[start PROVIDED DATA]
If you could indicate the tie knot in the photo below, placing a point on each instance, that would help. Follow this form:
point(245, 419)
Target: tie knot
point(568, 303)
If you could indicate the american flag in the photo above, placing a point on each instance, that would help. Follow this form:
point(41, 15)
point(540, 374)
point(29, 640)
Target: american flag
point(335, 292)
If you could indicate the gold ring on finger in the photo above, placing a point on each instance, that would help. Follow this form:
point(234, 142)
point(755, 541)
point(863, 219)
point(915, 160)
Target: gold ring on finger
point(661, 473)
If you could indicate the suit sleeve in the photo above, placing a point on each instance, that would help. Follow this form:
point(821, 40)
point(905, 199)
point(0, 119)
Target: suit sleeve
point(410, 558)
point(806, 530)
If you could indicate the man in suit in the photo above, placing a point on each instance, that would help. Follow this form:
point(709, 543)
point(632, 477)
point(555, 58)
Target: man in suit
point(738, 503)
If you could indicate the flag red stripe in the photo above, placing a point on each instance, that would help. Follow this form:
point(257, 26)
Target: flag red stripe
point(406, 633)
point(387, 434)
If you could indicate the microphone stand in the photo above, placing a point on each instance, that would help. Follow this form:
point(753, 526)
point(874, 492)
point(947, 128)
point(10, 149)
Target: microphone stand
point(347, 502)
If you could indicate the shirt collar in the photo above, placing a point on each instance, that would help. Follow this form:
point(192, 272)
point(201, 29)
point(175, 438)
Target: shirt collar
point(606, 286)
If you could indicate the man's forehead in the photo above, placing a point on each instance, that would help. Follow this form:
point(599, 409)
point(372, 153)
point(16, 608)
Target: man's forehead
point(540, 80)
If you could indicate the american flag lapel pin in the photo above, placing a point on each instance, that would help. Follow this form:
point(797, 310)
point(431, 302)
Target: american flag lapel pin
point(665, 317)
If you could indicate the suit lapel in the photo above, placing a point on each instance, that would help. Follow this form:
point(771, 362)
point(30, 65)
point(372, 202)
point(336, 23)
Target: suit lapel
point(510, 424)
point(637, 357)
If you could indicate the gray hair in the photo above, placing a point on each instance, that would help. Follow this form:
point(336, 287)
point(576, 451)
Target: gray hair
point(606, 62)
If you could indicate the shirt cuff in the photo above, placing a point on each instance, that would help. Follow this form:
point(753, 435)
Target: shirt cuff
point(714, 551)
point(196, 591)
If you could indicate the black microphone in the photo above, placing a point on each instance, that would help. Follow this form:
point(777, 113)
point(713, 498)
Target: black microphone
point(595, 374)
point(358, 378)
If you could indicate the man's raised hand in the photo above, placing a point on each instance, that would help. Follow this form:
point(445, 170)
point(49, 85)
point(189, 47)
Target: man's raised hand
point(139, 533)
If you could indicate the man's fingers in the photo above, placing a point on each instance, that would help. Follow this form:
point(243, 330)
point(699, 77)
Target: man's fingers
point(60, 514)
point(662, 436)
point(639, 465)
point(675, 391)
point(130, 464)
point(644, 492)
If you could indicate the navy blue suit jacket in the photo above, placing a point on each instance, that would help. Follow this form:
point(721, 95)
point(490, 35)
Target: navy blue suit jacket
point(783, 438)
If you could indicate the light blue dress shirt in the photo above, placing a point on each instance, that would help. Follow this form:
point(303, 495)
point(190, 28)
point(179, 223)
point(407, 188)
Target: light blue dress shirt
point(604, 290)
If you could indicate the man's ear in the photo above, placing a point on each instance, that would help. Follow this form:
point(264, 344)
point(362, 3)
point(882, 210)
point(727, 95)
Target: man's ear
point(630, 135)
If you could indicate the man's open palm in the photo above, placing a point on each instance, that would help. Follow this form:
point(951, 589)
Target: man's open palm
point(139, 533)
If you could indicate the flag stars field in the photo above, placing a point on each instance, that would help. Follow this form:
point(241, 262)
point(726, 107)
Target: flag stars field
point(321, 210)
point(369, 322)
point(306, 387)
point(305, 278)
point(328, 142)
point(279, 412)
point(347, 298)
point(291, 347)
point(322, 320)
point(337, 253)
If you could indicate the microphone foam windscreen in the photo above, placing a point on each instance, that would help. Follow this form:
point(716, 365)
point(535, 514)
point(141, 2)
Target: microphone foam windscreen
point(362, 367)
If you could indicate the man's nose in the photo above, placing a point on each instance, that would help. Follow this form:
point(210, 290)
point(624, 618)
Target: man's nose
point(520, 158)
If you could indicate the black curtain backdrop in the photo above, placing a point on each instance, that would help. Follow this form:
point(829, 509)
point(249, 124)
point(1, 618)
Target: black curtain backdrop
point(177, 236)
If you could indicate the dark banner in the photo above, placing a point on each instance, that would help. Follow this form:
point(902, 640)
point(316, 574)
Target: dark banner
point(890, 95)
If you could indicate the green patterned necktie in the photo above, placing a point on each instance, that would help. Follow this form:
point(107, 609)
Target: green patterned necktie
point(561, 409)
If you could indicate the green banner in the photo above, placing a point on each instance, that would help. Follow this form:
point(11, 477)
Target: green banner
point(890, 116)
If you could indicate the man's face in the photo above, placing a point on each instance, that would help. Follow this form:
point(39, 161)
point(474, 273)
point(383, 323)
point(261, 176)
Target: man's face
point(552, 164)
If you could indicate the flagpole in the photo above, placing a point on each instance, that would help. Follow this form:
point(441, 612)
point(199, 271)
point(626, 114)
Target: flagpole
[end PROVIDED DATA]
**WHAT THIS TASK INVOLVES**
Copy all the records above precisely.

**WRITTEN ANSWER**
If you could indicate the tie knot in the photo below, placing a point on each instance, that would help. Follow this form:
point(245, 419)
Target: tie knot
point(568, 303)
If you could indicate the american flag in the photo above, placing a point on each instance, that would help. Follow this form:
point(41, 15)
point(540, 374)
point(29, 640)
Target: american flag
point(335, 292)
If you could indicate the gold ring on finger in the photo above, placing a point on each instance, that would help. Follow this form:
point(234, 142)
point(755, 541)
point(863, 219)
point(915, 160)
Target: gold ring on finger
point(661, 473)
If you could indicate the suit sleeve in the photo above, placing a point on each instance, that would help. Follow this form:
point(821, 40)
point(905, 199)
point(0, 119)
Target: suit sleeve
point(410, 558)
point(806, 530)
If you could indicate the man in suit in the photo above, placing a point on each instance, that would help. Follow this form:
point(709, 543)
point(632, 477)
point(555, 58)
Target: man in suit
point(738, 503)
If you could indicate the flag red stripe in the photo above, placing a point on each instance, that would help. Follow this form:
point(257, 26)
Target: flag red stripe
point(406, 633)
point(387, 434)
If you could indicate the microphone stand in the photo above, placing a point on each instance, that would help. Follow this form:
point(753, 526)
point(874, 492)
point(947, 128)
point(10, 149)
Target: microphone stand
point(347, 502)
If you could indicate the shirt collar in the photo above, placing a point on each instance, that would help. Follow this form:
point(192, 272)
point(201, 29)
point(175, 438)
Target: shirt collar
point(606, 286)
If you could indicate the man's forehead in the photo above, placing a point on each instance, that would help. Follow this form:
point(599, 409)
point(372, 153)
point(16, 608)
Target: man's forehead
point(540, 80)
If you could indicate the american flag lapel pin in the photo above, placing a point on each instance, that would help. Follow this form:
point(797, 310)
point(431, 302)
Target: american flag lapel pin
point(665, 317)
If you could indicate the suit lapel in the photo above, placing a point on each instance, that would help. Follow this form:
point(771, 362)
point(30, 65)
point(372, 202)
point(336, 23)
Target: suit lapel
point(510, 424)
point(637, 357)
If you could indicate the gray hair in the photo above, placing a point on each instance, that would help. Follow this form:
point(336, 287)
point(576, 451)
Target: gray hair
point(606, 62)
If you could indicate the shirt cuff in the photo above, placing a point on each instance, that would help. Follow this form:
point(753, 435)
Target: shirt cuff
point(714, 551)
point(196, 591)
If you could indicate the black microphone in the photo above, placing a point on each instance, that would help. Follow this form:
point(777, 113)
point(713, 498)
Target: black microphone
point(595, 374)
point(358, 378)
If you could indicate the man's raised hand in the photo above, placing a point on each instance, that would help. Follow this form:
point(445, 170)
point(49, 85)
point(189, 47)
Target: man's raised hand
point(139, 533)
If you could indicate the man's fingers in the photo above, placing a point on each instance, that would help. Follow this form:
point(243, 330)
point(699, 77)
Target: man's fingers
point(60, 514)
point(662, 436)
point(639, 465)
point(675, 391)
point(130, 464)
point(644, 492)
If you could indicate the navy blue suit jacket in the photo above, placing a point on each instance, that would help. Follow this form:
point(721, 95)
point(490, 35)
Target: navy blue suit jacket
point(783, 438)
If you could indicate the light blue dress shirt in the photo above, placing a point on each instance, that would help. Follow this form:
point(303, 495)
point(190, 28)
point(179, 223)
point(407, 188)
Target: light blue dress shirt
point(604, 290)
If you could indicate the man's ear in the photo above, placing a point on each instance, that would help. Follow this form:
point(264, 344)
point(362, 3)
point(882, 210)
point(727, 95)
Target: man's ear
point(630, 135)
If you could indicate the man's open palm in the photo above, placing a point on each instance, that would help. Follow this form:
point(951, 589)
Target: man's open palm
point(139, 533)
If you could indicate the flag stars field in the photo above, placing a point on each instance, that would help. Follow this form:
point(241, 262)
point(726, 107)
Target: flag stars field
point(321, 210)
point(369, 322)
point(306, 387)
point(305, 278)
point(328, 142)
point(279, 412)
point(347, 298)
point(291, 347)
point(322, 320)
point(337, 253)
If you could indicate the microphone foam windscreen in the photo above, placing a point on each instance, that would help. Follow this form:
point(716, 365)
point(535, 514)
point(141, 2)
Target: microphone foam windscreen
point(362, 367)
If you could indicate the man's nose in the photo above, placing a point on each instance, that would help. Follow this form:
point(210, 290)
point(624, 618)
Target: man's nose
point(520, 158)
If you could indicate the black curtain backdrop in the photo above, placing a point on each instance, that would help. Follow this form:
point(829, 509)
point(249, 124)
point(1, 618)
Target: black curtain backdrop
point(177, 236)
If you could indicate the dark banner in the photo above, placing a point on each instance, that would help. Follow this form:
point(902, 640)
point(316, 574)
Target: dark banner
point(890, 95)
If you could indicate the green patterned necktie in the photo above, placing a point on each instance, that would help. Follow this form:
point(107, 609)
Target: green patterned necktie
point(561, 409)
If you could indicate the green banner in the photo above, placing a point on each instance, that would help. Follow this form:
point(11, 477)
Target: green banner
point(890, 116)
If you could indicate the man's face in the photo above, placing a point on each instance, that would help. Follow this form:
point(39, 161)
point(474, 273)
point(383, 323)
point(261, 176)
Target: man's face
point(552, 164)
If you could indicate the flagpole in the photo above, placing a point on each instance, that would help. Follow this form:
point(441, 612)
point(199, 271)
point(626, 114)
Target: flagpole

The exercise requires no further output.